**Task statement**
Repeat the lines below word for word, without the pictures.
━━━ Records supplied
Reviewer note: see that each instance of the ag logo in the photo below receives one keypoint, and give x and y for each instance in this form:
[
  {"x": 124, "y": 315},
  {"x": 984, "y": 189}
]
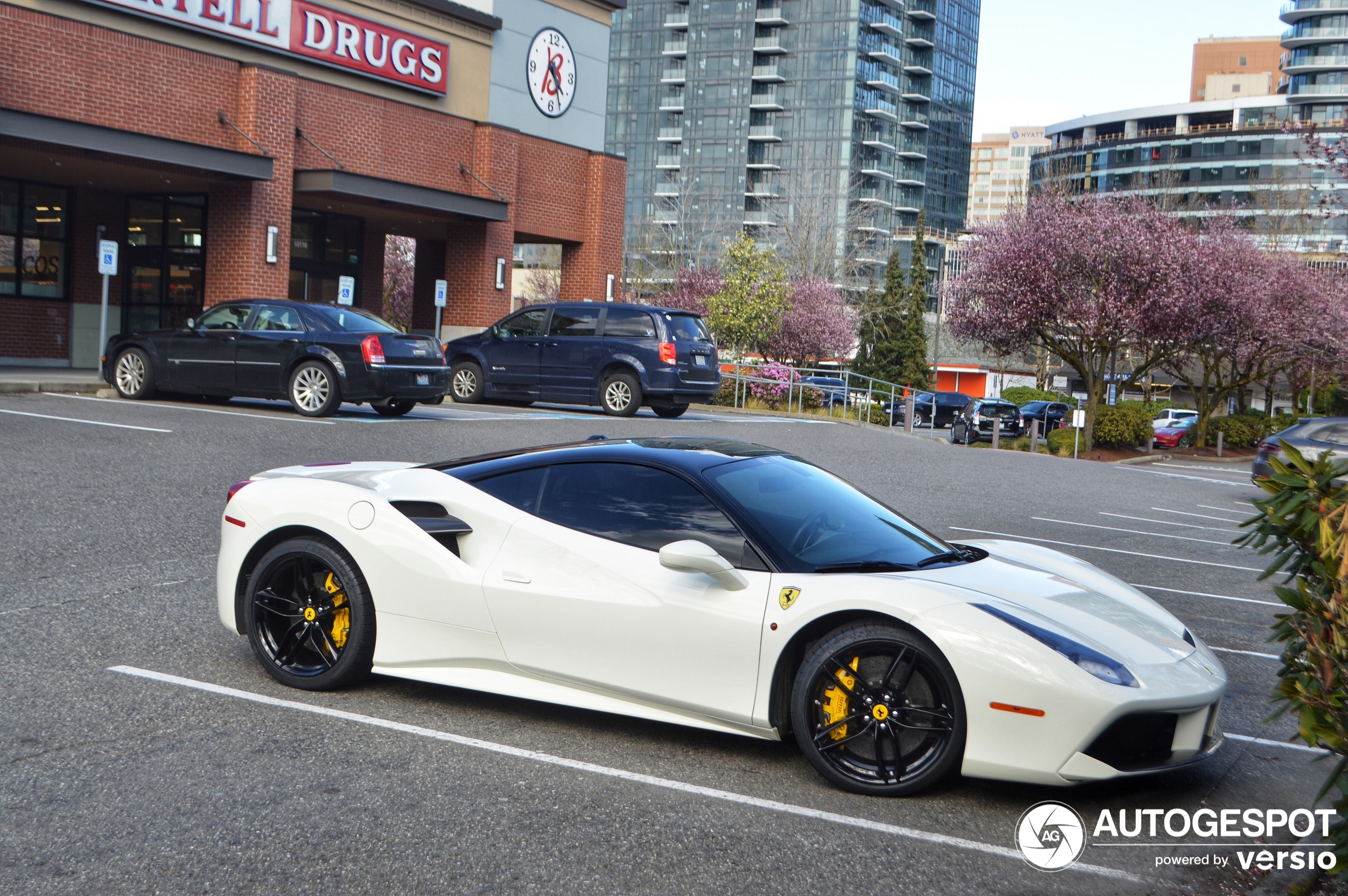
━━━━━━
**Exercise answer**
Reviewer note: see that each instance of the ag logo in the photo below receives one keypoint, and give x and y for each instance in this form:
[
  {"x": 124, "y": 315},
  {"x": 984, "y": 189}
]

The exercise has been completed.